Trecho do texto
Continuei o caminho até a paróquia Santa Teresinha, localizada do Cruzeiro Novo. Lá chegando fui recebida pelo assessor de comunicação, Henrique Cavalheiro. Se desculpando, ele me explicou que naquele dia Padre Armando estava um pouco indisposto e cansado.

Apesar da decepção pela mudança de planos, pensei comigo, eu, nos meus trinta e poucos anos acordo indisposta inúmeras vezes, quem dirá um senhor de 99 anos. Mas se estava lá, aproveitei a viagem. Conversei com o Henrique que convive quase que diariamente com Padre Armando. No momento os dois estão trabalhando juntos na organização da Missa em Ação de Graças pelos 100 anos. “Padre Armando acompanha tudo e esta super empolgado. Quer saber como estão as coisas da Missa e do jantar. Ele também está treinando as frases para o dia especial, porque ele mesmo quer presidir a celebração”, conta Henrique.

Inicio a conversa perguntando ao Henrique se Padre Armando ainda tem irmãos vivos. Para a minha surpresa ele responde que ele tem um irmão vivo com 106 anos e uma irmã mais nova. Têm também muitos sobrinhos, todos vivem na Itália.

É na Itália que está sua origem. Nascido em um vilarejo no interior da Itália em 22 de agosto de 1917, Padre Armando vivia com os pais e mais 9 irmãos em uma casa simples e modesta. Sua infância foi muito pobre e difícil, ainda mais depois que o pai deixou sua mãe e os 10 filhos e se mudou para a Argentina. Nunca mais voltou. Sua mãe, Angiolina, teve de criar a família sozinha e com muita dificuldade.

“Padre Armando conta que sua mãe levava todos os filhos para moer milho, trabalho comum naquela época. Certos dias, o único alimento que tinham para comer eram as espigas que caiam no chão”, contou Henrique.

II Guerra Mundial e Vida Religiosa

Com apenas 18 anos de idade foi convocado para lutar na II Guerra Mundial. Por sorte, ou designo de Deus, havia feito um curso de alemão e inglês por meio da escola que frequentava. Por isso sua atuação na Guerra foi a de tradutor. Nos quase seis anos que durou a II Guerra, Padre Armando não pegou em armas, mas ia para os campos de batalha. Perdeu muitos amigos próximos, presenciou cidades devastadas e famílias destruídas.

Registros fornecidos
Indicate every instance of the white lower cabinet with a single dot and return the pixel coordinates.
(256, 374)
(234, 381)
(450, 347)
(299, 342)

Objetivo da tarefa
Retome o texto sobre a vida do Padre Armando, continuando logo após a última frase apresentada.

Resposta ao problema
Foi por presenciar toda a destruição e horror da guerra que brotou em seu coração a vontade de servir a Deus por meio do sacerdócio.

Naquela época muitos jovens que perderam tudo, família, casa, amigos, viam na vida religiosa uma última saída para voltarem a viver. Por isso muitas congregações tiveram de fechar suas portas para novos processos de discernimento vocacional.

Padre Armando recém ordenado

Depois de muito procurar algum lugar que o aceitasse, Padre Armando já pensava em desistir, quando sentado em uma Igreja, que pertencia a Congregação dos Servos da Caridade, um Padre lhe perguntou por que estava tão triste. “Quero ser Padre, mas ninguém quer me aceitar”, respondeu Padre Armando. Então o sacerdote perguntou se ele sabia mexer em máquina de escrever e a resposta foi de imediato: “sim”. E ele começou a trabalhar naquela paróquia como secretário e somente em 1947 deu início a sua vida religiosa.

Padre Armando foi ordenado em 19 de dezembro de 1953. O orgulho de sua mãe foi tamanho que mesmo com a situação financeira ainda difícil, fez questão de, com a ajuda de sua patroa na época, comprar um cálice para o filho. Grande e cheio de detalhes em prata e dourado, o cálice é usado até hoje pelo Padre Armando.

Missão no Brasil amor por Brasília

Um ano depois de sua ordenação, padre Armando é mandado em missão para o continente Americano, em 1954. Trabalhou no Paraguai por cinco anos, passou pelo Rio Grande do Sul, São Paulo e em 1983 chegou a Brasília, após uma curta missão no Mato Grosso, voltou a capital onde está até hoje.

“Padre Armando ama Brasília. Ele pediu aos superiores para ficar aqui até o fim de sua missão. Ele diz que aqui foi acolhido e se sentiu bem e amado pelas pessoas. Ele também gosta do clima, ele odeia frio”, conta Henrique sorrindo.

Mas na época em que chegou por aqui, o sacerdote se incomodou bastante com a pobreza que via andando pela cidade. Muitas famílias não tinham para onde ir e dormiam nas Rodoviárias. As mães não podiam trabalhar por conta das crianças. Era um caos.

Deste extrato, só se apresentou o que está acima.